[Start DATA PROVIDED]

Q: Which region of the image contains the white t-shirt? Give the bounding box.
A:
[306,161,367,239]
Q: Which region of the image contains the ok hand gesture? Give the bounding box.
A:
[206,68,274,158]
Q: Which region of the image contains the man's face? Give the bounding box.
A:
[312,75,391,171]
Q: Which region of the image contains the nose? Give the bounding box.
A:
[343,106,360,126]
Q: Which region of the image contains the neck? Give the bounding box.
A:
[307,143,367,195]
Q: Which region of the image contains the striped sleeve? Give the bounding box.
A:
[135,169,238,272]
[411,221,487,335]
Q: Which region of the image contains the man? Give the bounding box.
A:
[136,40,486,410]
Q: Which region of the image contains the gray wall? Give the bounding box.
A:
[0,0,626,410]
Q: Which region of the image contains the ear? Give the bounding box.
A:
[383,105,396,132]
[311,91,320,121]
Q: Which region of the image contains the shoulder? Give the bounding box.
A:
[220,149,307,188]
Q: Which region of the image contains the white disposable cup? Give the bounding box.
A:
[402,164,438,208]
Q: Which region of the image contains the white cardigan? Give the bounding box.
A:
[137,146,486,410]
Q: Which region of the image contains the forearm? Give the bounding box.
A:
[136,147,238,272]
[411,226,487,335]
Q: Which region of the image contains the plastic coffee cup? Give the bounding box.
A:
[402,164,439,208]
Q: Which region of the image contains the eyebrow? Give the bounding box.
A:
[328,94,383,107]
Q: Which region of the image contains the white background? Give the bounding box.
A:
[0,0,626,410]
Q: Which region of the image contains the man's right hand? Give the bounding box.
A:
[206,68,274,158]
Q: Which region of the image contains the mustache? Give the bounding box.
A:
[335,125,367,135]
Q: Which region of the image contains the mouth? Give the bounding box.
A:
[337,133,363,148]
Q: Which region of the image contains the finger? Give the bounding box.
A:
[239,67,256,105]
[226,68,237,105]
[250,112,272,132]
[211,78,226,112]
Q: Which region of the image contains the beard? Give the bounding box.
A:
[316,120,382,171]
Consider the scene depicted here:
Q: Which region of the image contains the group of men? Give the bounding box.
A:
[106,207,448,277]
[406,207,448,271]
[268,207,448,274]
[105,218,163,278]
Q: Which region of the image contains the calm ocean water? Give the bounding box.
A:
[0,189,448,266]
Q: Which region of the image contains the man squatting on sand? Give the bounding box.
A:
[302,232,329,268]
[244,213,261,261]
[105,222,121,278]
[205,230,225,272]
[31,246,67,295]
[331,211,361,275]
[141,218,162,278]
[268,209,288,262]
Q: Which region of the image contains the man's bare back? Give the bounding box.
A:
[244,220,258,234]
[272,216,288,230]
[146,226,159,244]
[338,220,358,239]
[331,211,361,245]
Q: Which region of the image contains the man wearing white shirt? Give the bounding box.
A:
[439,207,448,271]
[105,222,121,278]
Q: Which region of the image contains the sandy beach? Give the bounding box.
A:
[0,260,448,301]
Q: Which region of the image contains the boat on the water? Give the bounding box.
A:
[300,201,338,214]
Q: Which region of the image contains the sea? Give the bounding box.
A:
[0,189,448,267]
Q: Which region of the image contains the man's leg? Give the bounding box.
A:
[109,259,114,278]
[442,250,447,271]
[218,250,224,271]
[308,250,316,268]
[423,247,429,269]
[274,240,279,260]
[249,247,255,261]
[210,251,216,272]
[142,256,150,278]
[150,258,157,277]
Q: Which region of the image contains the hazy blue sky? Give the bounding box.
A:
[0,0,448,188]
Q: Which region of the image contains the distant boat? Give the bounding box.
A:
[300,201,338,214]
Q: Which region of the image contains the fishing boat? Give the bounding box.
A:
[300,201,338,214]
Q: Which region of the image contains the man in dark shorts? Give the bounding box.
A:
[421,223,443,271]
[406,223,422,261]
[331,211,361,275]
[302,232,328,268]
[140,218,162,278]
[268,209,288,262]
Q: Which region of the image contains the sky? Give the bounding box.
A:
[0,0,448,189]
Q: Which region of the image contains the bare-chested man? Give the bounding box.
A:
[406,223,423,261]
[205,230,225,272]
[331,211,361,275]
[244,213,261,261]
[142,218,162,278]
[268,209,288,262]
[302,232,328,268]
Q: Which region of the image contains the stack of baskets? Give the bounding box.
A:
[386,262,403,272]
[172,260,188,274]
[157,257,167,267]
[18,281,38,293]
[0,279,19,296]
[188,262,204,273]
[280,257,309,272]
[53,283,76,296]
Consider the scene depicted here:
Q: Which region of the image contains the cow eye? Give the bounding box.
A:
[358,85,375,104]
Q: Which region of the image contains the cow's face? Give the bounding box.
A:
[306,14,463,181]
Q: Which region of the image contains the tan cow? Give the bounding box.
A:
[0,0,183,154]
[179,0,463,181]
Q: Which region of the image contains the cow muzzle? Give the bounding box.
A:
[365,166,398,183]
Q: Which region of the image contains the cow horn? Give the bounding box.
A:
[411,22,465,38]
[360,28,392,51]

[End DATA PROVIDED]

PROBLEM STATEMENT -
Copy all of the items above again, replacing "Give the bounding box" with "Provide the bounding box" at every occurrence and leaving everything else unchanged.

ANSWER BELOW -
Q: Which region of the image contains the white t-shirt? Provide the bounding box.
A:
[306,161,367,239]
Q: Which region of the image contains the ok hand gesture? Provide the bounding box.
A:
[206,68,274,158]
Q: Which region of the image contains the man's face? Provide the bounding box.
A:
[312,75,391,171]
Q: Which region of the image contains the nose? Provide the bounding box.
A:
[343,106,360,126]
Q: Which region of the image contains the neck? Provide the bounding box.
A:
[307,143,367,195]
Q: Which region of the image contains the striped sleeve? Provide the bounding box.
A:
[135,169,238,272]
[411,221,487,335]
Q: Which region of the image contains the man? Provide the bounding box.
A:
[136,40,486,410]
Q: Which region of the image contains the gray wall? Provide the bounding box.
A:
[0,0,626,410]
Q: Which region of the image contains the ear? Provide the bounding box.
A:
[383,105,396,132]
[311,91,320,121]
Q: Which region of the image contains the shoulder? Provide the bounding box.
A:
[220,149,307,188]
Q: Which region of the image contains the white disposable cup? Provide the bounding box.
A:
[402,164,438,208]
Q: Which region of the image contains the white cardigan? Provide the bounding box.
A:
[137,146,486,410]
Q: Which region of the image contains the forearm? Provide the bounding box.
A:
[136,147,238,272]
[411,226,487,335]
Q: Which region of the image contains the plastic coffee cup? Provide the bounding box.
A:
[402,164,439,208]
Q: Which region of the image contains the eyebrow? Provide the bounding box.
A:
[328,94,383,107]
Q: Which region of the image contains the white background? Provide the bounding box.
A:
[0,0,626,410]
Q: Which region of the image contains the man's right hand? Provide the bounding box.
A:
[206,68,274,158]
Q: Which region of the image contains the mustache? Provide the bounding box.
A:
[335,125,367,135]
Q: Which region of the image contains the mouth? Provide the bounding box.
A:
[337,133,363,148]
Q: Which region of the image contains the finger? Provide the bounding box.
A:
[239,67,256,105]
[226,68,237,105]
[250,112,272,132]
[211,78,226,112]
Q: Which region of the image contains the beard? Provide the bounding box.
A:
[316,120,382,171]
Consider the scene depicted here:
Q: Which region of the image contains the group of men? Provide the bounding box.
A:
[106,207,448,277]
[406,207,448,271]
[268,207,448,274]
[105,218,163,278]
Q: Which region of the image contains the calm ocean water? Provide the bounding box.
A:
[0,189,448,266]
Q: Which region of the image contains the man squatting on sand? Provide the bounding box.
A:
[302,232,329,268]
[244,213,261,261]
[105,222,121,278]
[205,230,225,272]
[31,246,67,295]
[331,211,361,275]
[141,218,162,278]
[268,209,288,262]
Q: Which region of the image contains the man's bare back? Provide the bounding box.
A:
[244,220,258,234]
[272,216,288,230]
[146,226,159,244]
[338,220,358,239]
[331,211,361,245]
Q: Which region of the image contains the man wearing white shirt? Provide the bounding box.
A:
[439,207,448,271]
[105,222,121,278]
Q: Which region of the image contains the sandy beach? Provide the bounding box.
A:
[0,260,448,301]
Q: Which region of the image contains the boat on the water? Provide the bounding box.
A:
[300,201,338,214]
Q: Which region of the image contains the sea? Provide the bounding box.
A:
[0,189,448,267]
Q: Which region of the image contains the man's leg? Provide the bounding box.
A:
[109,259,114,278]
[442,250,447,271]
[218,250,224,271]
[308,250,316,268]
[423,247,429,269]
[274,240,279,260]
[249,247,255,261]
[210,251,216,272]
[142,256,150,278]
[150,258,157,277]
Q: Which region of the image contains the hazy blue sky? Provide the bounding box.
A:
[0,0,448,188]
Q: Which region of the image contains the distant boat? Provide the bounding box.
A:
[300,201,338,214]
Q: Which region of the image contains the fishing boat? Provide the bounding box.
A:
[300,201,338,214]
Q: Which region of the image contains the man in dark shorts? Provide the bounding box.
A:
[421,223,443,271]
[406,223,422,261]
[331,211,361,275]
[302,232,328,268]
[140,218,162,278]
[268,209,288,262]
Q: Which region of the image contains the sky? Provide the bounding box.
A:
[0,0,448,189]
Q: Which region of the image contains the bare-chested man? Provide the bounding box.
A:
[406,223,423,261]
[205,230,225,272]
[331,211,361,275]
[244,213,261,261]
[142,218,162,278]
[268,209,288,262]
[302,232,328,268]
Q: Which region of the image contains the stack of baskets? Provide the bounding box.
A:
[386,262,403,272]
[172,260,188,274]
[157,257,167,267]
[18,281,38,293]
[0,279,19,296]
[188,262,204,273]
[280,257,309,272]
[53,283,76,296]
Consider the scene depicted here:
Q: Which region of the image contains the cow eye? Provide the bounding box.
A:
[358,85,375,104]
Q: Which region of the image contains the cow's face? Provide the bounding box.
A:
[306,14,463,181]
Q: Which region of the image contains the tan cow? Provide the bounding box.
A:
[0,0,183,154]
[179,0,463,181]
Q: Which region of the image contains the cow muzzle? Provide the bounding box.
A:
[365,166,398,183]
Q: Which region of the image contains the cow horn? Provide the bounding box.
A:
[411,22,465,38]
[360,28,392,51]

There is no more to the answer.